Photo object pointing records:
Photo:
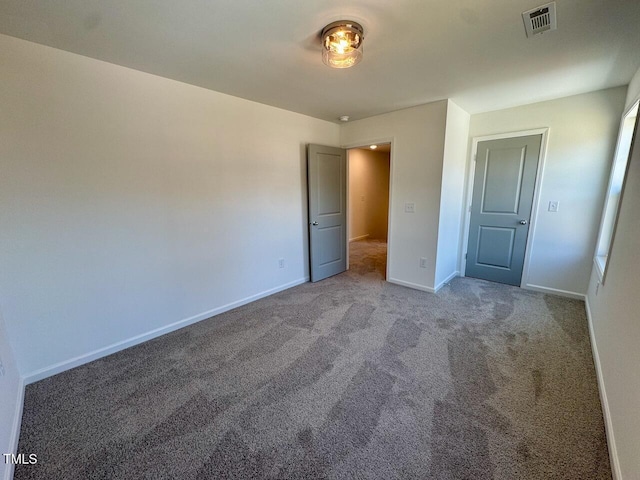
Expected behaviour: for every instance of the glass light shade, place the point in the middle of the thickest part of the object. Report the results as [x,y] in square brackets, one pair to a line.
[342,44]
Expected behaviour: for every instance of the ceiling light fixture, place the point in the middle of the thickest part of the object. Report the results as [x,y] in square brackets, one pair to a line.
[342,44]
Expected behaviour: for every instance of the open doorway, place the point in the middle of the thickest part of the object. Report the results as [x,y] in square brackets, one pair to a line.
[368,176]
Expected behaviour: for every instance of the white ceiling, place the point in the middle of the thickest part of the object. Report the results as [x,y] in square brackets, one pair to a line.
[415,51]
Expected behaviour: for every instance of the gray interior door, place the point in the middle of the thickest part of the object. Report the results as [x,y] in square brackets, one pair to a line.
[327,178]
[503,186]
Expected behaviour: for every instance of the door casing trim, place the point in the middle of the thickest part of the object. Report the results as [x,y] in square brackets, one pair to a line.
[468,194]
[372,141]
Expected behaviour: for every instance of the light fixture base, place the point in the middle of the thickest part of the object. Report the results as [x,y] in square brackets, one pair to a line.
[342,44]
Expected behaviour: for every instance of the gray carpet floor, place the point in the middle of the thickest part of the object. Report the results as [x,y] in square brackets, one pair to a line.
[351,377]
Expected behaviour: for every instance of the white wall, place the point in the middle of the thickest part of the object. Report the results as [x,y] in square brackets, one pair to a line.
[583,131]
[615,323]
[368,194]
[452,193]
[418,136]
[129,202]
[10,401]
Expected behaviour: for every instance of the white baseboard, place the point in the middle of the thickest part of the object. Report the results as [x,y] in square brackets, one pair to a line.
[608,425]
[415,286]
[15,430]
[447,280]
[361,237]
[554,291]
[130,342]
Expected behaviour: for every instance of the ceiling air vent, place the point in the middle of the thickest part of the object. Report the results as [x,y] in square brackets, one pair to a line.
[540,19]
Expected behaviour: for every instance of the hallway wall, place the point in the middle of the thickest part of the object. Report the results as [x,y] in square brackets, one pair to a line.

» Instruction
Each line from the one with "Expected behaviour: for every instance of the light" through the last line of the records must be written out word for word. Include nothing else.

» Problem solution
Expected behaviour: for every instance of the light fixture base, place the point in the middle of the thickest part of the object. Report the results as [x,y] in square brackets, one pair to a line.
[342,44]
Expected behaviour: for every instance of the gray carpet floor, place the point in the middle of the thickest part of the object. Report the results as [x,y] in square brackets, one pair to a line.
[351,377]
Expected behaviour: for every instance of the white wall, place the point in the middle of the thickest part of the object. Report the results as [x,y] in square brackets, one pair to a line.
[583,131]
[615,323]
[368,194]
[452,193]
[418,136]
[129,202]
[10,401]
Expected behaviour: for every instance of the white baseboard, place the point in the middle of the thickest part of the object. Report the results as [x,y] in square brackets, one pair to a line.
[608,425]
[415,286]
[15,430]
[447,280]
[361,237]
[554,291]
[130,342]
Expected behaviour: for every instance of the ceiling air vent, place the point in the middle of the thickest part of the object. Report the results as [x,y] in square brackets, one pair to a line.
[540,19]
Expected behaviour: for every instance of the hallway wall, place the point in the middle of the thickest part of the object. Report the results as [x,y] in square brackets, one pair to a line.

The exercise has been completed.